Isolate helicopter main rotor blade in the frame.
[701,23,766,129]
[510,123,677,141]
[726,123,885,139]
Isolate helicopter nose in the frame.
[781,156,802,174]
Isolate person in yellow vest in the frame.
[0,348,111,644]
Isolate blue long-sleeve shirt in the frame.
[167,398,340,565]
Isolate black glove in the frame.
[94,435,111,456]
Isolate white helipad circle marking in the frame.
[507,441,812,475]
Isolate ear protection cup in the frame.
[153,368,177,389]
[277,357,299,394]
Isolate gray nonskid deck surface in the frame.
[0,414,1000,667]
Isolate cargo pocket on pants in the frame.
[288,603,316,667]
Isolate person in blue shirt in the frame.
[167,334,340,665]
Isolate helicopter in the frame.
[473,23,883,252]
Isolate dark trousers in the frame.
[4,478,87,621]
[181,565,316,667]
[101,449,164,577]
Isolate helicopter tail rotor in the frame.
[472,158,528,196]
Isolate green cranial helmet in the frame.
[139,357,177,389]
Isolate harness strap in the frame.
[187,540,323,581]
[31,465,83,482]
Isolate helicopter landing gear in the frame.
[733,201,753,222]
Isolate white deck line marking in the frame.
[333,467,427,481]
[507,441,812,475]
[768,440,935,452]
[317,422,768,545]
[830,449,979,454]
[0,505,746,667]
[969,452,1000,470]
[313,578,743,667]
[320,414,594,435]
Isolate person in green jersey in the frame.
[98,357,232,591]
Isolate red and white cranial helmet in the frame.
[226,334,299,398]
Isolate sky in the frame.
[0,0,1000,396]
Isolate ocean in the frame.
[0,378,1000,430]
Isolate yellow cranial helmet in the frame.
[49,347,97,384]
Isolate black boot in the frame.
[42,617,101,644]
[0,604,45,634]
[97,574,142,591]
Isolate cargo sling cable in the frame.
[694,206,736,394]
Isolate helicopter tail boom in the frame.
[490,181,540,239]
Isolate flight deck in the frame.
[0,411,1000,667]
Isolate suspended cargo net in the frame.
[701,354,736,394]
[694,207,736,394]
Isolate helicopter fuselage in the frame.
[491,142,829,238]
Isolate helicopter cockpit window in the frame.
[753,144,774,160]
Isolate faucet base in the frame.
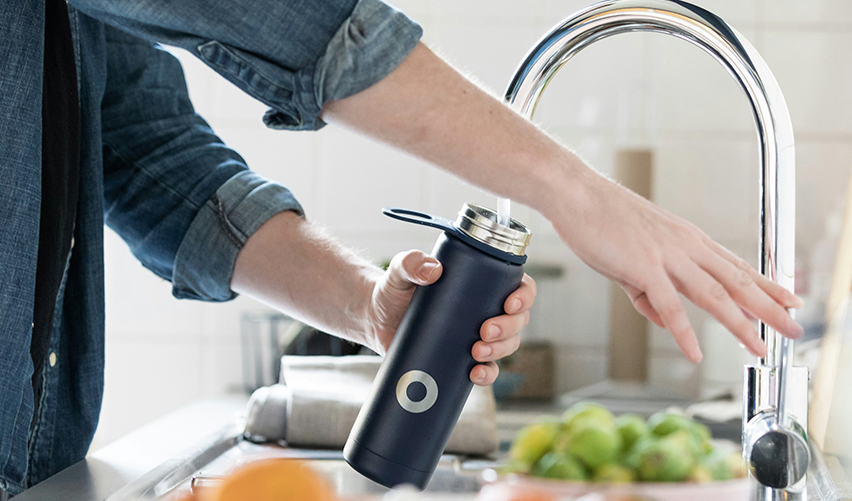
[743,365,810,432]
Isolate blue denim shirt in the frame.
[0,0,421,492]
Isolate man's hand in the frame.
[550,176,803,362]
[368,250,536,385]
[323,45,802,362]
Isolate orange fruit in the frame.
[202,458,338,501]
[476,484,556,501]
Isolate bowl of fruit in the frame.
[496,402,749,501]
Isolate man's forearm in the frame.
[231,212,382,345]
[323,44,802,361]
[323,44,591,220]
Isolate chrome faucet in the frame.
[505,0,811,500]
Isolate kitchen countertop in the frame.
[15,396,852,501]
[15,396,248,501]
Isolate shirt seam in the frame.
[211,194,243,250]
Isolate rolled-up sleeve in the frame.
[71,0,422,130]
[172,171,303,301]
[101,24,304,301]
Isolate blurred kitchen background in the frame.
[92,0,852,450]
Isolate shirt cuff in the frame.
[172,171,304,301]
[263,0,423,129]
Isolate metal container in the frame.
[343,204,530,489]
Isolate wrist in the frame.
[527,149,606,224]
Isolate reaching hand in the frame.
[551,170,803,362]
[370,250,536,385]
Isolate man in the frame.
[0,0,801,494]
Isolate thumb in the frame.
[387,250,443,290]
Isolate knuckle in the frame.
[736,269,754,288]
[657,303,683,321]
[734,317,752,339]
[734,257,751,273]
[707,282,728,303]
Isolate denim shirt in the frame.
[0,0,421,492]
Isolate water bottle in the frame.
[343,204,530,489]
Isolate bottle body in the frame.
[344,232,524,489]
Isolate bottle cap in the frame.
[455,203,531,256]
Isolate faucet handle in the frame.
[743,409,811,489]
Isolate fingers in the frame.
[471,334,521,362]
[479,310,530,343]
[706,238,804,308]
[619,284,666,329]
[698,253,804,344]
[646,276,703,363]
[675,261,768,357]
[503,273,538,313]
[387,250,443,290]
[470,362,500,386]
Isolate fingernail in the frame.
[488,324,500,341]
[507,298,521,313]
[789,294,805,308]
[690,348,704,364]
[790,322,805,339]
[420,261,438,284]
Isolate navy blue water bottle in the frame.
[343,204,530,489]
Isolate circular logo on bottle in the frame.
[396,370,438,414]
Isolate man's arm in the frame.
[226,212,535,384]
[102,27,535,384]
[322,44,802,362]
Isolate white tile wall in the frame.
[98,0,852,444]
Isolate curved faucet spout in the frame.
[505,0,807,488]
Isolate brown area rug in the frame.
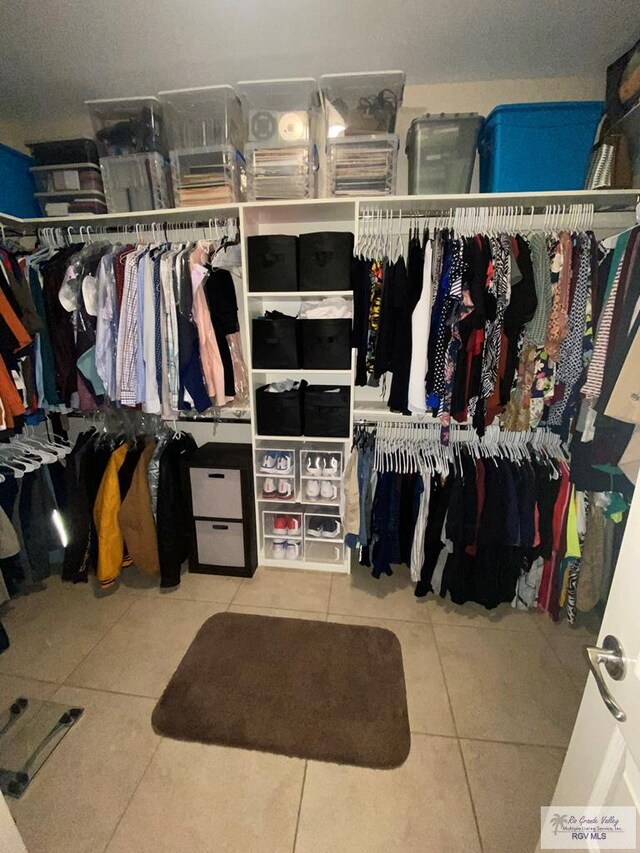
[152,613,411,768]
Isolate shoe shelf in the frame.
[300,474,342,482]
[304,511,344,565]
[262,531,302,542]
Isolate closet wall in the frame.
[0,76,604,195]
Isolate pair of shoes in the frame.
[260,450,293,474]
[262,477,294,501]
[271,539,300,560]
[305,453,340,477]
[273,515,300,536]
[304,480,338,501]
[307,515,341,539]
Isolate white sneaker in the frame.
[271,539,287,560]
[320,480,338,501]
[276,453,293,474]
[286,515,300,536]
[304,480,320,500]
[322,518,340,539]
[262,477,278,498]
[278,479,293,501]
[324,456,340,477]
[260,451,276,474]
[284,541,300,560]
[307,456,322,474]
[305,515,324,539]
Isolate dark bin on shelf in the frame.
[252,316,300,370]
[256,382,306,435]
[299,231,353,290]
[299,318,351,370]
[304,385,350,438]
[25,138,100,166]
[247,234,298,293]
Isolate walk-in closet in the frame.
[0,6,640,853]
=====
## THE TASK
Copy out word for word the part of the material that opens with the line containing "Isolate navy blue water bottle in the frame." and closes with the line containing "[262,531,302,542]", keeping both of those lines. Omit the pictures from your answer.

## OUTPUT
Isolate navy blue water bottle in the frame.
[343,204,530,489]
Isolate circular logo on bottle in the frame.
[396,370,438,414]
Isolate man's arm in the frame.
[226,212,535,384]
[102,27,535,384]
[322,44,802,362]
Isolate white tile wall in the frame.
[98,0,852,444]
Isolate curved faucet spout in the frame.
[505,0,807,488]
Isolate brown area rug in the frame.
[152,613,411,768]
Isolate shoe shelf in the frame.
[300,474,342,482]
[304,511,344,565]
[262,531,302,542]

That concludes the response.